** BEGIN INPUT ROWS **
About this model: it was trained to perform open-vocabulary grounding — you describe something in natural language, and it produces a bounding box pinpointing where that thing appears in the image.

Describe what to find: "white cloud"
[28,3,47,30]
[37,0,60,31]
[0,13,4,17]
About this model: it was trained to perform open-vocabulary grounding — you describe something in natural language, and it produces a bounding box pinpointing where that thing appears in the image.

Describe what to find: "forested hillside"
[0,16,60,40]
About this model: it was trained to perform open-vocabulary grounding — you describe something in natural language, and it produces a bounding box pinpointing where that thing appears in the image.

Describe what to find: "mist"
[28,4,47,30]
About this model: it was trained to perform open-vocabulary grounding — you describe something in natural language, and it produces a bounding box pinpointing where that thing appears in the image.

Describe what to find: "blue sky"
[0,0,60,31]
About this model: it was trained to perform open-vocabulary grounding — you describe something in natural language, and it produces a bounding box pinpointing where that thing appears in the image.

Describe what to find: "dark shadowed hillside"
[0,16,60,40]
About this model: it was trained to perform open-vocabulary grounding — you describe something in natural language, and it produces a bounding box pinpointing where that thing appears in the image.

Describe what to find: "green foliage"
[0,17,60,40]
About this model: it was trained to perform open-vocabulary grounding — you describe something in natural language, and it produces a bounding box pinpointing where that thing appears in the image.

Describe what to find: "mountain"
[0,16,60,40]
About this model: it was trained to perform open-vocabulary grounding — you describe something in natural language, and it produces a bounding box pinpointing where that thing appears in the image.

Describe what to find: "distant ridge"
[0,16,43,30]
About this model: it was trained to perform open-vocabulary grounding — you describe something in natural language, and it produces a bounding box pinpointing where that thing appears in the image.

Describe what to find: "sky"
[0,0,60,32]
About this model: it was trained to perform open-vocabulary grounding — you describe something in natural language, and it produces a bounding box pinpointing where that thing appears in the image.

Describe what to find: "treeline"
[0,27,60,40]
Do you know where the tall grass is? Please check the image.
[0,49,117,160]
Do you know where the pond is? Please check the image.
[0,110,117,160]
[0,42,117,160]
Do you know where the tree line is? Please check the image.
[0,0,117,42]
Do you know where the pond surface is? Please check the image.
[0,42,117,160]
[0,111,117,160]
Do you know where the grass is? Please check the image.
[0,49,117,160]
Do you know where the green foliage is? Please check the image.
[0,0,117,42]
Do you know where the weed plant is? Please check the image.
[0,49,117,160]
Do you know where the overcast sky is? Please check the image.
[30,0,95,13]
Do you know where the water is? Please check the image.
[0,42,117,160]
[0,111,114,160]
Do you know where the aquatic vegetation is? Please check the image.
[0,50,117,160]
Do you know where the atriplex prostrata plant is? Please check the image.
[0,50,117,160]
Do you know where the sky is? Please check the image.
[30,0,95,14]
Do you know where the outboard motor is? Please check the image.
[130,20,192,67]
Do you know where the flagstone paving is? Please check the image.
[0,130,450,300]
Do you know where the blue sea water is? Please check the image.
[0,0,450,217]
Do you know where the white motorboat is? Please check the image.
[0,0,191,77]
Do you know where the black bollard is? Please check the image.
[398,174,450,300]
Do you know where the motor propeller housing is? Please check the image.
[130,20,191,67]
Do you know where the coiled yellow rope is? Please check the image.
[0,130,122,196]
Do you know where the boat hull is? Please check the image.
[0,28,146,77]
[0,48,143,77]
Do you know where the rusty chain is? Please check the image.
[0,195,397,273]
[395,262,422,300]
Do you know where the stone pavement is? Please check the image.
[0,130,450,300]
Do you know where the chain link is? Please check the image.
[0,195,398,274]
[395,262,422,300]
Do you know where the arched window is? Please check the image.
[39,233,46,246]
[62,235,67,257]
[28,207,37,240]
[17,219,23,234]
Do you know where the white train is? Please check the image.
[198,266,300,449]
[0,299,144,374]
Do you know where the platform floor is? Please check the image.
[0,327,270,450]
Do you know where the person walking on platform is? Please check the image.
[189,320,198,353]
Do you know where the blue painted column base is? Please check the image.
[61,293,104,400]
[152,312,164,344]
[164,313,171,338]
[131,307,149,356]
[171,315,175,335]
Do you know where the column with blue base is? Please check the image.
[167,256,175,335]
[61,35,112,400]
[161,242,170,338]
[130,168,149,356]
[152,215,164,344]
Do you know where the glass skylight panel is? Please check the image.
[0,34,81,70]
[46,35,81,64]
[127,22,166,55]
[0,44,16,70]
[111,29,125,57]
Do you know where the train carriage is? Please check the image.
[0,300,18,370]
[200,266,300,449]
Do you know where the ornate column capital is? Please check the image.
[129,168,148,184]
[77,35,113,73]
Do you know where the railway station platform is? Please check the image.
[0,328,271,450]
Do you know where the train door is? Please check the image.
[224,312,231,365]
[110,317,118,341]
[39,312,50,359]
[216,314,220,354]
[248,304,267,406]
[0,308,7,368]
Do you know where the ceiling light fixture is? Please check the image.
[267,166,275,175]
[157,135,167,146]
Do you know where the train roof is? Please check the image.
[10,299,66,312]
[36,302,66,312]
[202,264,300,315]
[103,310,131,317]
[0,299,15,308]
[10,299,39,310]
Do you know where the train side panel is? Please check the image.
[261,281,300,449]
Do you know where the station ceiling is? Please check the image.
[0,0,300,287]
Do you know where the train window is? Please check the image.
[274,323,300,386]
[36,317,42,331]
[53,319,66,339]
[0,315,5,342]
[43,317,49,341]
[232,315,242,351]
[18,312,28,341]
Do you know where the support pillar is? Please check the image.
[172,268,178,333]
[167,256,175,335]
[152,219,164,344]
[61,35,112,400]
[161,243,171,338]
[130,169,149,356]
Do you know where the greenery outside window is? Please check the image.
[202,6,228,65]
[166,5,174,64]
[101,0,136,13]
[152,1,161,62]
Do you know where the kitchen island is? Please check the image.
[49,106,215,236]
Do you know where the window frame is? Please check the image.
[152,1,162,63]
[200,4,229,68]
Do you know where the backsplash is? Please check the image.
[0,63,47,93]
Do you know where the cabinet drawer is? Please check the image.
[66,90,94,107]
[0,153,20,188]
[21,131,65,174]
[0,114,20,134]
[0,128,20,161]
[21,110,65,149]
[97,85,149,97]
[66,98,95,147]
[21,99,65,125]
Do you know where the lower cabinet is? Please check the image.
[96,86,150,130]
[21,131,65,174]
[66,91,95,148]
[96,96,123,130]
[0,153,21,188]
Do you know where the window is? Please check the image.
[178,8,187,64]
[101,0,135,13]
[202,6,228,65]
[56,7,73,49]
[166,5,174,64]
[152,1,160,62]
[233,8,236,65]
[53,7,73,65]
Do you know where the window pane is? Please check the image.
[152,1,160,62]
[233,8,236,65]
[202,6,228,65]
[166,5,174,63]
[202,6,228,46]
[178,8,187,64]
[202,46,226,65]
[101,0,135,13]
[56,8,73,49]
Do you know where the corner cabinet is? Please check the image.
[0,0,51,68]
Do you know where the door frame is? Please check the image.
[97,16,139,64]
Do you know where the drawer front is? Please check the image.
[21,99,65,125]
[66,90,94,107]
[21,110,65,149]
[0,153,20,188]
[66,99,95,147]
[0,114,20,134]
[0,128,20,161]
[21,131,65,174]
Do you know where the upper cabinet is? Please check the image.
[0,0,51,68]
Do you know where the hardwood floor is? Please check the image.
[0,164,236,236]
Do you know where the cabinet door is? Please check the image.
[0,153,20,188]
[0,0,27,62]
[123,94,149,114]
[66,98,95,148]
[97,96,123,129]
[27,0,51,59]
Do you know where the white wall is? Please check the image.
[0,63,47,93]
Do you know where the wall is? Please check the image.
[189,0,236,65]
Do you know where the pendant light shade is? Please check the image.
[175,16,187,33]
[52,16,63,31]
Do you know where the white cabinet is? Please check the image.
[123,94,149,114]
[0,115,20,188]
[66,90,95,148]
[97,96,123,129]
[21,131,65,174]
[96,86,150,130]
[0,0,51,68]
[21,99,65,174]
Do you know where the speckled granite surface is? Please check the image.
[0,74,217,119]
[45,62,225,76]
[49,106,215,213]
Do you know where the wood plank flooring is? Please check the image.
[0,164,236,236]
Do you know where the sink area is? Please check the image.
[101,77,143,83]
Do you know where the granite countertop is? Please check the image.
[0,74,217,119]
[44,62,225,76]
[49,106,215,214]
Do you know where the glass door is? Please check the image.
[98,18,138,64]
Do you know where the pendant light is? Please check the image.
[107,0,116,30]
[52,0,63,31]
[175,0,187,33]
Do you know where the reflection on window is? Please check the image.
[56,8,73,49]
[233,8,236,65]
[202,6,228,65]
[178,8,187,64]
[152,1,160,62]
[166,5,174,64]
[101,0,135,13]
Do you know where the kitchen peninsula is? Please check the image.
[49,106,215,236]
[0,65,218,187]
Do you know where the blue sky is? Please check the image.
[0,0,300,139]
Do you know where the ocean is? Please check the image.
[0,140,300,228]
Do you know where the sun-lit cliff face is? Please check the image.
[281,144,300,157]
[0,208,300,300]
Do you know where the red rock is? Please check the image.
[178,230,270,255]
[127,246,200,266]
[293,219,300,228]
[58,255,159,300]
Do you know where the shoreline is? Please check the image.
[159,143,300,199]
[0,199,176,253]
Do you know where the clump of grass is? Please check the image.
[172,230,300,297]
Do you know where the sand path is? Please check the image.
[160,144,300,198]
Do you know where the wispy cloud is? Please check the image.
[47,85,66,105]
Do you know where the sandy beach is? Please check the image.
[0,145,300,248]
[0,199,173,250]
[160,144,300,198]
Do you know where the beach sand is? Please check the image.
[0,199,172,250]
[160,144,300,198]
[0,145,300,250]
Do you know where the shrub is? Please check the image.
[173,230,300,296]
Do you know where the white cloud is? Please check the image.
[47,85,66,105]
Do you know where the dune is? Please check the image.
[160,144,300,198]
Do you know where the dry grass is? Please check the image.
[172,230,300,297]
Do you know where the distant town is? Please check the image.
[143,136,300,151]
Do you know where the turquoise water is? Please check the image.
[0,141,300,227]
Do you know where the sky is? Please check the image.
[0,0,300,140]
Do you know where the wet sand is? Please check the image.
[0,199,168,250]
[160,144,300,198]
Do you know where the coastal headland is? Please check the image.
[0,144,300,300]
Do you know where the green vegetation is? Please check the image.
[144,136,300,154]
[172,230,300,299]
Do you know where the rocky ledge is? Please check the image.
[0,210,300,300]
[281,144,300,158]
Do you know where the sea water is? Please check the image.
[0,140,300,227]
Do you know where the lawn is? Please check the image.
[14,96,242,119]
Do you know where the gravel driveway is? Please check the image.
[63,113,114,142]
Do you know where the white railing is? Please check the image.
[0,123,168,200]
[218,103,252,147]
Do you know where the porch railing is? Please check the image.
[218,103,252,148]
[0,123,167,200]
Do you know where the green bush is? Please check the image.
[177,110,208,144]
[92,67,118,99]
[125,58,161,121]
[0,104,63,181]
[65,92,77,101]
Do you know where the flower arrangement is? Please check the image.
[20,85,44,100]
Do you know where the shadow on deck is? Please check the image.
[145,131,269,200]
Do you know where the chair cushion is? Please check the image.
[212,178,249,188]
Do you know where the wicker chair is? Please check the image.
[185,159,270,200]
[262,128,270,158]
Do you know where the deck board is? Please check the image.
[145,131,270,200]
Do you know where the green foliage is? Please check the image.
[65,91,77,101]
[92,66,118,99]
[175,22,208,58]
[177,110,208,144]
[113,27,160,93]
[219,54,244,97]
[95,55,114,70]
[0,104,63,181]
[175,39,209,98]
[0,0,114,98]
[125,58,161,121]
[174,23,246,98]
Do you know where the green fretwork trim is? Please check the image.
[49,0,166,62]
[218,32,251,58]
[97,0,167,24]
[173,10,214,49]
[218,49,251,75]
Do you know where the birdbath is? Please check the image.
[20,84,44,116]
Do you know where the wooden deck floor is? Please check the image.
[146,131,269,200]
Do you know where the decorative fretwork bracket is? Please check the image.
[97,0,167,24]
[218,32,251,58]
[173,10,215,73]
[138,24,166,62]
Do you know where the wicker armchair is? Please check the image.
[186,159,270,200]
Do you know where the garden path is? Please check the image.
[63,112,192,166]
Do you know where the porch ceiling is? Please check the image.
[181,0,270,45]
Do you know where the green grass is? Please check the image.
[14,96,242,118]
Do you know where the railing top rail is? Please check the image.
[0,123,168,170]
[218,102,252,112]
** END INPUT ROWS **
- DESCRIPTION OF THE TASK
Lay out the lines of the records as a JSON list of strings, one string per line and blank lines omitted, starting at the line that contains "Do you know where the white railing" and ending at the line that contains "[145,131,270,200]", both included.

- SOLUTION TO THE PROBLEM
[
  "Do you know where the white railing is? Please check the image.",
  "[0,123,168,200]",
  "[218,103,252,147]",
  "Do you know where the porch railing is? Please check the image.",
  "[218,103,252,148]",
  "[0,123,167,200]",
  "Do you know where the green bush is? Please check the image.",
  "[177,110,208,144]",
  "[92,67,118,99]",
  "[125,58,161,121]",
  "[0,104,63,181]",
  "[65,92,77,101]",
  "Do you know where the flower arrangement is? Please check the image.",
  "[20,85,44,100]",
  "Do you know where the shadow on deck is? Please check the image.",
  "[145,131,269,200]",
  "Do you know where the chair cushion is? Please check the image.",
  "[212,178,249,188]",
  "Do you know where the wicker chair is? Please check the image.",
  "[185,159,270,200]",
  "[262,128,270,158]",
  "Do you know where the deck board is? Please check the image.",
  "[145,131,270,200]"
]